▶ PASSAGE PROVIDED
--- START ---

Kevin Hoffberg has been officially named the new executive director of Vashon Center for the Arts.
In March, Hoffberg stepped down as a board member of the organization to accept a paid position as VCA’s director of operations, steering the organization in the wake of the sudden departure of Susan Warner, who served as VCA’s executive director for the previous 11 months.
No formal search for a new executive director was conducted.
VCA’s board president, Denise Katz, pointed to Hoffberg’s management of the organization for the past three months as one of the reasons for his hire.
“In [his] months as director of operations, Kevin has made a huge difference to our organization,” said Katz, in a press release about the appointment. “He has earned the respect of the staff and our donors and has developed a culture of proactive communication with both Vashon artists and the broader community.”
The press release touts Hoffberg’s initiative to present a new Vashon Summer Arts Festival at VCA, where 100 island artists will display and sell their work. Under Hoffberg’s direction, VCA has also committed to returning to VCA’s previous exhibition model, with monthly shows by local artists.

--- END ---

▶ PROBLEMS TO SOLVE
a – In the article on Vashon Center for the Arts' new executive director, how long did Susan Warner serve as executive director?
b – Continue the article on Vashon Center for the Arts' new executive director from where it ends.

▶ DATA RECORDS
--- START ---

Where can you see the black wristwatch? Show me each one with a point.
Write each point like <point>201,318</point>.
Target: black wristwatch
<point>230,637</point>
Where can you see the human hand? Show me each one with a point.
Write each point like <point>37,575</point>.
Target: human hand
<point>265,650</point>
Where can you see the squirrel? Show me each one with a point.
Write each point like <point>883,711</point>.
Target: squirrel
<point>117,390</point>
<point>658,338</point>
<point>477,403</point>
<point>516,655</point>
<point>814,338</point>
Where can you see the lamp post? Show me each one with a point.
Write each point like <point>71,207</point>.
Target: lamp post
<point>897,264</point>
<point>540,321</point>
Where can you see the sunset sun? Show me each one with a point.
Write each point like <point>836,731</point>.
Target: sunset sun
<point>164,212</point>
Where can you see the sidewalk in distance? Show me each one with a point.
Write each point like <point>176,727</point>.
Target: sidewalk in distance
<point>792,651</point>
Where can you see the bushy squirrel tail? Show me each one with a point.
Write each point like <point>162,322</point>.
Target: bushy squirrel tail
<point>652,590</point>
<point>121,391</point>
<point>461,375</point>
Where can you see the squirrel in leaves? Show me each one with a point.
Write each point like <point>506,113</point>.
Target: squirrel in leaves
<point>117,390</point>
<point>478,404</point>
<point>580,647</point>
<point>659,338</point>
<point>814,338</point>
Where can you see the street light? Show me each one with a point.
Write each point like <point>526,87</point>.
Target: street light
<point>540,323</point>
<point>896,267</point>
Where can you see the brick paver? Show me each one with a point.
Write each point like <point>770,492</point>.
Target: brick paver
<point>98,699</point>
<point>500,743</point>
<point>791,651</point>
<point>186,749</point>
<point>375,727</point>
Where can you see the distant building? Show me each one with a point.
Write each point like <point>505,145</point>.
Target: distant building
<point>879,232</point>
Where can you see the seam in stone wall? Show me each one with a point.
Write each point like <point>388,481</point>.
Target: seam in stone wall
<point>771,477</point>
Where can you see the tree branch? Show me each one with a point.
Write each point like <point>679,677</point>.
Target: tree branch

--- END ---

▶ TASK RESPONSES
a – She served for the 11 months before her departure.

b –
This is the second leadership hire by VCA in recent months. In April, Angela Gist, the organization’s former deputy director, was named to the post of artistic director.
Hoffberg, 62, moved to the island in 2013 and joined the board of VCA in 2016. He and his wife, artist Eddy Radar, operate the Blue Moon Farm on Vashon and own two other rental properties on the island.
Before moving to Vashon, Hoffberg had lived in Seattle since 2002. Before then, he spent 20 years in the San Francisco Bay Area.
His LinkedIn profile lists a long career as an executive, consultant and entrepreneur, working in almost 20 companies — several of which he started — in industries ranging from technology to marketing, banking and asset management. One of his most recent positions was an almost six-year stint as managing director of marketing for private client services at Russell Investment, ending in 2016. In 2017, he became managing director of HoffbergDRMC, a company described as “expert in building healthy businesses, identifying, attracting, engaging, selling, serving and retaining great partners, clients, customers, and team members.”
According to VCA’s press release, Hoffberg is also a photographer and published author.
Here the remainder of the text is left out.